- Текст для чтения:

◆ ◆ ◆ ◆

ГЛАВА XXIV.

ГЛАВА XXIV.

Разложение армии Колчака и этапы этого разложения. — Заговор Чемеркина. — Гайдовское восстание. — Восстание егерей. — Победы Красной армии; партизаны ставят вопрос о захвате власти. — Центр революционной работы переносится в города.

Процесс разложения колчаковской армии в Приморской области имел свою историю. Собственно и на всех этапах ее существования устойчивость рядов, дисциплина колчаковцев, преданность их «единой неделимой России» были очень и очень относительными. Если когда-нибудь генералы и чувствовали себя уверенными при разработке своих оперативных планов, так это в первые 2—3 месяца после свержения советов в 1918 г. В то время социальный состав армии был по духу все же близкий для враждебного нам класса, а это в соединении с политической инертностью известной части крестьянства создавало устойчивую опору реакции. Зато почти весь 19-й год приносит с собой целую серию восстаний в армии, которые были симптомом того, что наступает момент, когда защитница контр-революции — белая армия — должна будет расправиться со своими повелителями. Эта серия восстаний может быть разделена на две фазы: 1) восстания стихийные, неорганизованные, происходившие помимо или при незначительном влиянии нашей партии, и 2) восстания организованные и поэтому включавшие в себя все элементы победы: такие восстания не давали особо заметных благоприятных результатов лишь вследствие незначительности своего размаха. Наиболее выдающимися из выступлений белых воинских частей, относящихся к первому типу, нужно считать восстание саперов против атамана Калмыкова в Хабаровске в марте 1919 г., затем заговор в никольско-уссурийском гарнизоне, известный в Приморьи как «заговор прапорщика Чемеркина»; «восстание генерала Гайды», происшедшее 18 ноября 1919 г. во Владивостоке, и восстание егерского батальона в январе 1920 г. тоже во Владивостоке. Для нас не безынтересно будет хотя бы коротко остановиться на характеристике всех этих выступлений, чтобы можно было возможно полнее представить ход последующих событий.

◆ ◆ ◆ ◆

- Короткое задание A:
Перепишите без изменений часть списка ниже: от строки, где есть «horse's mane, where», до строки, где есть «x=373, y=369», включая обе эти строки.

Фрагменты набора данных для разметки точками
◆ ◆ ◆ ◆

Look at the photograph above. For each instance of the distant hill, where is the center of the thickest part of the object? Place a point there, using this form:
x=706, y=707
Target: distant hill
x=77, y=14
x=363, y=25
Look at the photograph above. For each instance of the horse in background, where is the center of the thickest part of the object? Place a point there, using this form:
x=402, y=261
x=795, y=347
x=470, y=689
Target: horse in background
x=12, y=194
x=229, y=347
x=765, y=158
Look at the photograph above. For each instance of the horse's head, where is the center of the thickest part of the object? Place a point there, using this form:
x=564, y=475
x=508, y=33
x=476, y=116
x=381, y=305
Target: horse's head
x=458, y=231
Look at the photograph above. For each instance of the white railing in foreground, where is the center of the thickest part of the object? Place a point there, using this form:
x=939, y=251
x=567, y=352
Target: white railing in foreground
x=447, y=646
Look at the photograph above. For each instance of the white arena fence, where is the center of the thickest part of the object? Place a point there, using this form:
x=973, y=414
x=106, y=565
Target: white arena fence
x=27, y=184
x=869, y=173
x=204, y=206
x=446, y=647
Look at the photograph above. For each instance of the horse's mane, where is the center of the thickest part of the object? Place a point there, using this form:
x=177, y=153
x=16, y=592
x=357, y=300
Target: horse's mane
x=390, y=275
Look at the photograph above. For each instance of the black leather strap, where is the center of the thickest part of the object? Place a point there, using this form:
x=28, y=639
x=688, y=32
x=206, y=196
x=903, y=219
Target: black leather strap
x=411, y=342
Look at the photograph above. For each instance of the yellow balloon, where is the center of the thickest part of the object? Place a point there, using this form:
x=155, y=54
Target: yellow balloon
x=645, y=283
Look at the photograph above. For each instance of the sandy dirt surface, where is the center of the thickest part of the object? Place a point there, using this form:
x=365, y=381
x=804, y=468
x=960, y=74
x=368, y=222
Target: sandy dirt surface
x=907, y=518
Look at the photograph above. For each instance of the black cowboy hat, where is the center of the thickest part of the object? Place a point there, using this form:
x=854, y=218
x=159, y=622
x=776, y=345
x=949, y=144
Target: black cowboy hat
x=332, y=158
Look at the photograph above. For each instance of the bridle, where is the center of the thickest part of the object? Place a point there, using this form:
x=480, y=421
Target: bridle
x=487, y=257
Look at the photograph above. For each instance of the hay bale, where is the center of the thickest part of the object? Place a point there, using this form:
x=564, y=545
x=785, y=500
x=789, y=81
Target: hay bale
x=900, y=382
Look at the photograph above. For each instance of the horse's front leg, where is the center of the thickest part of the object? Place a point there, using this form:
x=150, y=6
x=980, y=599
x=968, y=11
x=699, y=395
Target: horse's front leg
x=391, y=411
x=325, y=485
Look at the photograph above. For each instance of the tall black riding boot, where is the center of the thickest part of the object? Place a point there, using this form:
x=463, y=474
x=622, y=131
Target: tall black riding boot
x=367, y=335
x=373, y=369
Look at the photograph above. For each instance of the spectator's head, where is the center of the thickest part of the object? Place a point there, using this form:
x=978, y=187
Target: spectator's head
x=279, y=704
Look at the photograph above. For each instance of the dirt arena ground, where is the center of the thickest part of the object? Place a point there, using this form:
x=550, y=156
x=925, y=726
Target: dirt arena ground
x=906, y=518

◆ ◆ ◆ ◆

- Короткое задание B:
Ответьте на вопросы по тексту о разложении армии Колчака:
(i) Сколько месяцев после свержения советов в 1918 г. генералы, по тексту, могли чувствовать себя уверенно?
(ii) На сколько фаз делится серия восстаний 1919 года?
(iii) Где и когда произошло восстание саперов против атамана Калмыкова?

- Полный ответ A:
Look at the photograph above. For each instance of the horse's mane, where is the center of the thickest part of the object? Place a point there, using this form:
x=177, y=153
x=16, y=592
x=357, y=300
Target: horse's mane
x=390, y=275
Look at the photograph above. For each instance of the black leather strap, where is the center of the thickest part of the object? Place a point there, using this form:
x=28, y=639
x=688, y=32
x=206, y=196
x=903, y=219
Target: black leather strap
x=411, y=342
Look at the photograph above. For each instance of the yellow balloon, where is the center of the thickest part of the object? Place a point there, using this form:
x=155, y=54
Target: yellow balloon
x=645, y=283
Look at the photograph above. For each instance of the sandy dirt surface, where is the center of the thickest part of the object? Place a point there, using this form:
x=365, y=381
x=804, y=468
x=960, y=74
x=368, y=222
Target: sandy dirt surface
x=907, y=518
Look at the photograph above. For each instance of the black cowboy hat, where is the center of the thickest part of the object? Place a point there, using this form:
x=854, y=218
x=159, y=622
x=776, y=345
x=949, y=144
Target: black cowboy hat
x=332, y=158
Look at the photograph above. For each instance of the bridle, where is the center of the thickest part of the object? Place a point there, using this form:
x=480, y=421
Target: bridle
x=487, y=257
Look at the photograph above. For each instance of the hay bale, where is the center of the thickest part of the object? Place a point there, using this form:
x=564, y=545
x=785, y=500
x=789, y=81
Target: hay bale
x=900, y=382
Look at the photograph above. For each instance of the horse's front leg, where is the center of the thickest part of the object? Place a point there, using this form:
x=150, y=6
x=980, y=599
x=968, y=11
x=699, y=395
Target: horse's front leg
x=391, y=411
x=325, y=485
Look at the photograph above. For each instance of the tall black riding boot, where is the center of the thickest part of the object? Place a point there, using this form:
x=463, y=474
x=622, y=131
Target: tall black riding boot
x=367, y=335
x=373, y=369

- Полный ответ B:
(i) Первые 2—3 месяца.
(ii) На две фазы.
(iii) В Хабаровске, в марте 1919 г.